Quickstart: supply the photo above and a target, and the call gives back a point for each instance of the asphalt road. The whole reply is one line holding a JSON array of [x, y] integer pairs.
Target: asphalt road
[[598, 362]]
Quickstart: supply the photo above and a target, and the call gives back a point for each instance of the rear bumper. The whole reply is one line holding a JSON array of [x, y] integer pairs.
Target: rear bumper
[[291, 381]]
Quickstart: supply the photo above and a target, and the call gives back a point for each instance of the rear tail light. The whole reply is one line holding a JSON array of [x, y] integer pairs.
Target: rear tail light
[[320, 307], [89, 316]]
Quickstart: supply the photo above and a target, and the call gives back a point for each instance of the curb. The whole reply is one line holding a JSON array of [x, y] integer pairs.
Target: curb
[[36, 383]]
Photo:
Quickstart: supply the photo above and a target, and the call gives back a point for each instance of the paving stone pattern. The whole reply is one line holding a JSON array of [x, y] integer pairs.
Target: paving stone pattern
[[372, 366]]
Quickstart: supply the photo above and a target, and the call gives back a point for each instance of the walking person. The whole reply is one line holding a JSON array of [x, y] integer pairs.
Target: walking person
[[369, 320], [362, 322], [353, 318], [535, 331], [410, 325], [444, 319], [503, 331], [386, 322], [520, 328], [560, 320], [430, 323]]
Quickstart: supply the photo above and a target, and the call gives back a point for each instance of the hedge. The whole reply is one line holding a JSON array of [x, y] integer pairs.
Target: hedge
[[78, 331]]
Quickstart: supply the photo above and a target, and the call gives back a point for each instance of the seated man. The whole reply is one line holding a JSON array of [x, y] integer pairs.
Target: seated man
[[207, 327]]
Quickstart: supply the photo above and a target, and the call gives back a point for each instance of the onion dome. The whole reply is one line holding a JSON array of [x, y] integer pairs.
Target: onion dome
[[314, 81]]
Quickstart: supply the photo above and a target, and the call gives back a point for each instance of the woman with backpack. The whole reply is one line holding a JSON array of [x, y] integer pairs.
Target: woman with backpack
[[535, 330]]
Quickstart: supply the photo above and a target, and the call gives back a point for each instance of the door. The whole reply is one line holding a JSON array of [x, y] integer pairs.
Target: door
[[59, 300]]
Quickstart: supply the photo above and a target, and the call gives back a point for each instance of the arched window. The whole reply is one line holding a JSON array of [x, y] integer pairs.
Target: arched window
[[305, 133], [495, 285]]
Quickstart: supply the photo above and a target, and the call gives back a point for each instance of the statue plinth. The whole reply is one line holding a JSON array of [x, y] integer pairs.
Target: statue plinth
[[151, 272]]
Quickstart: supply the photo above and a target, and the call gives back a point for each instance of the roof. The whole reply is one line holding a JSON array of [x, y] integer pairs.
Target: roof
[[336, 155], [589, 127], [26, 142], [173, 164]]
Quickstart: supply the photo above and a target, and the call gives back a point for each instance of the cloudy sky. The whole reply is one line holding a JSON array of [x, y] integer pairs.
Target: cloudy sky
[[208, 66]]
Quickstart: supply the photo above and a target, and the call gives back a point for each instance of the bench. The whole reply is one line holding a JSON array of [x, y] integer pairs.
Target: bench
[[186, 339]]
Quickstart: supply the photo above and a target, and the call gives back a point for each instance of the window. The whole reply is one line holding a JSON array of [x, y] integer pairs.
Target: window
--
Direction: Recast every line of the entries above as a numbered list, leaving out any blank lines.

The completed task:
1. Quickstart: supply the photo above and a target, and the call gives back a point for each instance of the asphalt road. The whole reply is one line holding a JSON array of [x, y] integer pairs.
2. Target: asphalt road
3. [[598, 362]]
4. Quickstart: supply the photo above and a target, and the call gives back a point for each instance of the rear bumper. The whole reply is one line holding a JSON array of [x, y] integer pairs.
5. Target: rear bumper
6. [[291, 381]]
7. Quickstart: supply the photo above and a target, and the call gives back a point for each instance of the rear tail light. The whole reply is one line holding a JSON array of [x, y] integer pairs.
8. Target: rear tail light
9. [[320, 307], [89, 316]]
10. Quickstart: supply the photo above and a target, and the call gives back a point for each instance of the curb. The whole reply is one line holding a JSON array of [x, y] integer pairs.
11. Target: curb
12. [[36, 383]]
13. Photo:
14. Quickstart: supply the photo above and a target, and the call gives back a point for each instance of the paving stone pattern. The whole reply is one line holding a JSON array of [x, y] integer pairs.
15. Target: paving stone pattern
16. [[372, 366]]
17. Quickstart: supply the photo above and a target, and the call gives back a point for each instance of the walking person. The whole reply is one line holding a JSON array of [x, y] integer pairs.
18. Target: walking person
19. [[369, 320], [362, 322], [353, 318], [535, 331], [410, 325], [444, 319], [503, 331], [386, 322], [520, 328], [560, 320], [430, 323]]
20. Quickstart: supply the photo above and a target, and the call gives back a point for each instance of the hedge. The whole reply is one line holding a JSON array of [x, y] integer pairs.
21. Target: hedge
22. [[78, 331]]
23. Quickstart: supply the photo above and a target, and the call gives back a point for each instance of the seated man. The whole reply is one line holding a JSON array of [x, y] integer pairs.
24. Target: seated man
25. [[207, 327]]
26. Quickstart: supply the photo above and a target, and the call gives back a point for each instance of the onion dome. The whole reply is one line holding a JSON array of [x, y] integer pairs.
27. Target: onion dome
28. [[314, 81]]
29. Quickstart: supply the photo above and a target, and the call gives back a point for each instance of the woman with backpack. The whole reply is one line holding a JSON array of [x, y] integer pairs.
30. Target: woman with backpack
31. [[535, 330]]
32. Quickstart: supply the photo above and a target, and the call gives back a point for each instance of the door. The whole reply is one line holding a JSON array of [x, y] integer pairs.
33. Target: door
34. [[59, 300]]
35. Quickstart: supply the photo above and a target, and the call gives back a point for each instance of the arched window. The whole reply is one line holding a JSON array of [x, y] integer pairs.
36. Target: arched window
37. [[305, 133], [495, 285]]
38. Quickstart: supply the photo above and a target, and the call gives back a point for each instance of the statue plinth. The whole reply is one line holding a JSON array of [x, y] integer pairs.
39. Target: statue plinth
40. [[151, 272]]
41. Quickstart: supply the photo above and a target, and the call gives back a point for each instance of the roof. The whole reply is one line holding a JSON array of [x, y] integer pairs.
42. Target: roof
43. [[336, 155], [589, 127], [26, 142], [173, 164]]
44. Quickstart: supply the photo above and a target, and the call gives back a point for each instance of the cloudy sky. The whole reply is one line holding a JSON array of [x, y] integer pairs.
45. Target: cloudy sky
46. [[208, 66]]
47. Quickstart: supply the photo above and a target, and the call gives back a point for each instance of the bench. The whole reply is one line holding a JSON array of [x, y] integer pairs.
48. Target: bench
49. [[186, 339]]
50. Quickstart: supply the photo above and a target, and the call gives back a point for each instance of the window. The whole reply is one line holding a JSON array of [x, y] integer pairs.
51. Target: window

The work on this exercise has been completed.